→ Passage to read:

● ● ● ● ● ● ●

Leonardo da Vinci | Cosmetics of the Renaissance

by Morgan Vickery

Leonardo da Vinci was a true Renaissance polymath; an extraordinary man with the exceptional ability to draw conclusions from his eternal inquisitiveness. With interests in architecture, music, mathematics, literature, geology, astronomy, botany, paleontology, and cartography, he's most famed for his work in art, anatomy, engineering, and, scientific discoveries and inventions. As one of the most prominent men of his time, current historians accepted Leonardo's work as complete and uncovered— until now. 

Five hundred years later, and new revelations of da Vinci have been revealed in the world of cosmetics. The Renaissance was a period in which vast revelations were made, forever shaping the archetypes of innumerable industries. And as research now presents, Leonardo had a particular role in the beauty and care of the bodies in the high court. The infusion of perfumes, recipes for hair dye, facial products, and wax strips, all source back to da Vinci's uncovering—discoveries in which the most important Renaissance women [Isabella d'Este, Caterina Sforza, Caterina de' Medici, and Lucrezia Borgia] gained access to in exchange for testing and assessment.

This academic research conducted by Maria Pirulli has become a traveling exhibition. Teaming with the Italian Trade Commission, Cosmetica Italia and the 'Beauty Made in Italy' program, has brought the exhibit to Bologna, Venice, NYC, and currently, Milan. Notebooks containing writings, sketches and notes display a variety of cosmetic inventions made by Leonardo. This includes his studies of plants and flowers— even the first distillation experiments which led to the birth of chemistry.

● ● ● ● ● ● ●

→ What you need to do:
(1) Reproduce, word for word, the stretch of the da Vinci cosmetics article from "Leonardo da Vinci was" through "uncovered— until now.".
(2) Write the next part of the da Vinci cosmetics article, picking up right after its last sentence.

→ Exercise data:

● ● ● ● ● ● ●

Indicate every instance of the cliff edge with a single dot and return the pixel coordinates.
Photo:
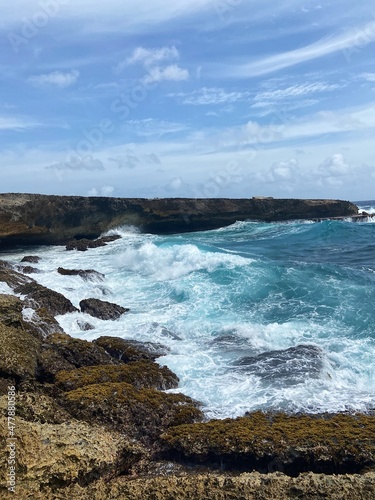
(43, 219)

● ● ● ● ● ● ●

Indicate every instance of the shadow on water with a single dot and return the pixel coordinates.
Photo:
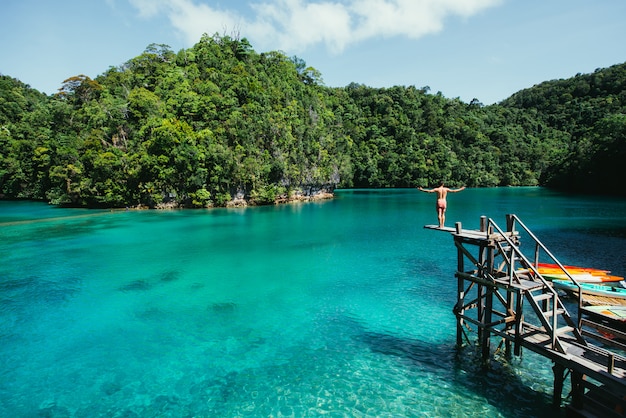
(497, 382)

● ● ● ● ● ● ●

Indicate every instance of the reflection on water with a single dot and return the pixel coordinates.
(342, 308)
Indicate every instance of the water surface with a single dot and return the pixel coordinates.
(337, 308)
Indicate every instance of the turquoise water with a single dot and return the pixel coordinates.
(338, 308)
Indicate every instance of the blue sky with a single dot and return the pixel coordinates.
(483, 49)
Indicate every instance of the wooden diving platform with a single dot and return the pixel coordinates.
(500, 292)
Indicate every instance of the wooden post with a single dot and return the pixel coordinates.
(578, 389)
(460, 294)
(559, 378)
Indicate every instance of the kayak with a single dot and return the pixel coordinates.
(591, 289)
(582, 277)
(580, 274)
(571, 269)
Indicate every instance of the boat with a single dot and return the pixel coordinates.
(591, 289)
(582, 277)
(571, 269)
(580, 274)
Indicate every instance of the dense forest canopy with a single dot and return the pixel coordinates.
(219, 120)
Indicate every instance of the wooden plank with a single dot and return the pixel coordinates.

● ● ● ● ● ● ●

→ Answers for this exercise:
(1)
Leonardo da Vinci was a true Renaissance polymath; an extraordinary man with the exceptional ability to draw conclusions from his eternal inquisitiveness. With interests in architecture, music, mathematics, literature, geology, astronomy, botany, paleontology, and cartography, he's most famed for his work in art, anatomy, engineering, and, scientific discoveries and inventions. As one of the most prominent men of his time, current historians accepted Leonardo's work as complete and uncovered— until now.

(2)
Leonardo's enthusiasm for botany extended much further than his mutuals— extracting dyes, perfumes, oils, and poisons from flowers and plants. Thus, creating the first perfumes. The most intriguing point of research is da Vinci's comparison of "refragrances" to musical notes, understanding the complexity of olfactory levels in the combination of scents. This invention quickly became indispensable to the everyday life of Renaissance men and women. Whether it masked street odors or the poor hygienic tendencies of this society, fragrances became a consuming obsession. So much so, it had to be used on everything from hats to shoes, even gloves, stockings, shirts, and coins. As for the legacy of perfume, we have Catherine de' Medici to thank for introducing it to the French upon her marriage to Henry of Valois, Duke of Orleans and later King of France.

15th century Italia was notorious for its Botticelli-esque women. And while many high-class ladies sported blonde locks, they weren't naturally so. In fact, Leonardo wrote the recipes, "for making hair blonde" and "to make hair like tané," which derived from chestnut shells. Contriving a variety of shades [Venetian blonde, Florentine blonde, and Neapolitan blonde] along with shades of red, Leonardo set the aesthetic preference for Renaissance hair.


An amusing revelation is Leonardo's development of the first wax strip. Understanding the need to remove unwanted body hair, da Vinci used a depilatory unguent AKA the tear off wax strip with adhesive resins.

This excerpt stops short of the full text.